======== Given text

When was the last time you made a frame for something? I once made one from some old wood I found in the shed – although a challenge it was a very satisfying experience and completely changed the way we looked at the painting I’d made it for.
When it comes to communication framing is a simple concept, we do it all the time without being aware of it. The frames we put around our experiences influence how we interpret, understand and respond to life (the meaning that we give to it). They dictate what information we pay attention to and what lies outside the ‘frame’ becomes lost to us.
Knowing how to contextualise and frame communication can ensure that we are effective and make an impact. However set the frame too tight or too wide and we might exclude important data or become overwhelmed and pulled off track by the amount of information coming at us. Setting the frame and sharing it allows us to be clear about what is ok to include in a discussion and what is best kept for another time.
If your conversations are woolly and unsatisfying then check how you are framing them
The Outcomes Frame is one practical way of framing a discussion that supports the coaching process – it puts a focus on moving forward and achieving positive solutions. You may have come across something similar with SMART outcomes.
The Problem Frame is equally as important as it is used to collect and connect information about what actually happened and can separate out the symptoms from the cause.
Balance and clarity is the key – “now we are analysing and reflecting on the problem, next we’ll focus on what we want to be different”.
The ability to understand and use different frames helps us connect with others. If you are aware that you seem to be “speaking a different language” to the person you are with then try being curious about the frame they are using:
- Where are they coming from? What is their experience?
- Can you find a more general frame of reference that you both share (such as team objectives or the reason why you both need a holiday) and within which you can reframe the conversation (in NLP terms ‘chunking up’)
We create frames to enable us to function well and to protect the things that are important to us – our behaviours, beliefs and/or experiences. How we frame the world is set up to reinforce and endorse our sense of self. However sometimes we outgrow a frame we have created or it can become so rigid that it keeps us stuck in one way of thinking and we are unable to access new information that would open up better options.
If how you see the world stops working for you – change the frame
The purpose of reframing is to adjust the frame so new information can come in and open up possibility.
In NLP reframing is a whole topic in itself. However when I find that something in my world feels uncomfortable the questions I ask are:
- What has actually happened here – what is all the evidence? Not opinions or stories about it, but the facts and the order they happened in.
- What contributed to this situation?
- What is the story I am telling myself?
- Is it true – absolutely true?* (It rarely is!)
- If it is not true what else might be going on here? How might other people see this?
- How else might I see this and how might I reframe the situation in a way that would be more useful to me.
See if you can become more aware of how you use framing and frames and where these are working for and against you!

================
======== Provided records

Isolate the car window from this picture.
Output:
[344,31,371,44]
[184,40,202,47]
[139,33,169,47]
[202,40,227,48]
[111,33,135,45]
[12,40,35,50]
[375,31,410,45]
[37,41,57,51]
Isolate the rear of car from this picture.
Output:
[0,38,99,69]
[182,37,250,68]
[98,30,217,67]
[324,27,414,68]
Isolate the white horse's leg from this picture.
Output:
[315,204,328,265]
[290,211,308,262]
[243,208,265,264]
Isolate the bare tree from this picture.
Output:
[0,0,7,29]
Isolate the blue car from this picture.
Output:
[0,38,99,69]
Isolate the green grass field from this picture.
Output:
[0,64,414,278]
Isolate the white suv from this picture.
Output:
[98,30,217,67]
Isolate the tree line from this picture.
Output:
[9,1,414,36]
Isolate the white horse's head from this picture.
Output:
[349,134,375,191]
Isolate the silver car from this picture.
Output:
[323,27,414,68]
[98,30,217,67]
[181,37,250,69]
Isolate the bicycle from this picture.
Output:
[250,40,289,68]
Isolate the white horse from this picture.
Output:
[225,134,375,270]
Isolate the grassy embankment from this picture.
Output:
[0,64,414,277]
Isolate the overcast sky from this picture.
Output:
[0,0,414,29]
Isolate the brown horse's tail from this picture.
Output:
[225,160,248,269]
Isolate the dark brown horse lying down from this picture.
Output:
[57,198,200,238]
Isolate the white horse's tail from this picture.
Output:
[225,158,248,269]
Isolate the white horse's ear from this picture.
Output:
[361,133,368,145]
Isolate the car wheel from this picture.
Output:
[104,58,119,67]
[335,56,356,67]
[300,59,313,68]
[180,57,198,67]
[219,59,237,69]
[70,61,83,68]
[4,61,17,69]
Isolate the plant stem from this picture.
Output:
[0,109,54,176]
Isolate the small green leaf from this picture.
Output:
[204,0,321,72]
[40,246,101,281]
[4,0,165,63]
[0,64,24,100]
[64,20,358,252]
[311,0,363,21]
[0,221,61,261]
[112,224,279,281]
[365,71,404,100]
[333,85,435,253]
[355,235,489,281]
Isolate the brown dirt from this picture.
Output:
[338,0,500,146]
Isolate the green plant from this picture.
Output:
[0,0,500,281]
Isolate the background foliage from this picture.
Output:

================

**Your goal:** Please copy the passage of the text on framing from "In NLP reframing" up to and including "to this situation?", word for word.

**Task output:**
In NLP reframing is a whole topic in itself. However when I find that something in my world feels uncomfortable the questions I ask are:
- What has actually happened here – what is all the evidence? Not opinions or stories about it, but the facts and the order they happened in.
- What contributed to this situation?